- DOCUMENT
2. The critics rail against the government's failure to "connect the dots" of a multitude of disparate bits of data, but have also torpedoed plans by the Department of Defense to develop the TIA (Total Information Awareness) database to compile and synthesize that data. Refusing to allow technology to help sift through all the raw data that is collected means that it will be done mostly manually by human beings who cannot possibly detect trends or patterns as quickly or accurately as computers can.
3. The critics complain that it was known that hijacking was a potential Al Qaeda tactic, but have been undermining the completion of the CAPPS-II passenger screening system and refuse to allow any profiling to be used (both of which are what make Israeli airline security the best in the world).

[Location identification items]
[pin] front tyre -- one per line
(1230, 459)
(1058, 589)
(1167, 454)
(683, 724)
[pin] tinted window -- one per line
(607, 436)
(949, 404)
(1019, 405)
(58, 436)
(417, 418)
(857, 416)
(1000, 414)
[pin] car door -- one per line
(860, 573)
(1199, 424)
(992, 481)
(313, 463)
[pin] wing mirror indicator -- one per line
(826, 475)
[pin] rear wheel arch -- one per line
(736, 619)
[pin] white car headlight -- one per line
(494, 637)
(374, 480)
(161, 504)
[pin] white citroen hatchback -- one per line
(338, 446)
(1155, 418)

- EXERCISES
**a.** Rewrite the records from the line with "[pin] car door -- one per line" through the end of the records, keeping the request lines, and multiply every coordinate in the answers by 2.05, rounding each to a whole number with halves rounded up.
**b.** Carry on the passage about critics of government security efforts from the point where it stops.

- TASK RESPONSES
**a.**
[pin] car door -- one per line
(1763, 1175)
(2458, 869)
(2034, 986)
(642, 949)
[pin] wing mirror indicator -- one per line
(1693, 974)
[pin] rear wheel arch -- one per line
(1509, 1269)
[pin] white car headlight -- one per line
(1013, 1306)
(767, 984)
(330, 1033)
[pin] white citroen hatchback -- one per line
(693, 914)
(2368, 857)

**b.**
4. The critics lambaste the poor record of information-sharing between agencies, but oppose renewal of the PATRIOT Act, which broke down the legal barriers between the FBI and CIA. Apparently, liberals do not want authorities to have the same investigative powers in the war on terror as they have long had to pursue drug dealers (roving wiretaps) or child abusers (library records).
5. The critics decry the lack of American human intelligence capabilities, though many (such as John Kerry) have voted to cut funds for such purposes. The Church Commission (led by Democratic Senator Frank Church) and Jimmy Cartner's CIA Director Stansfield Turner gutted American intelligence capabilities.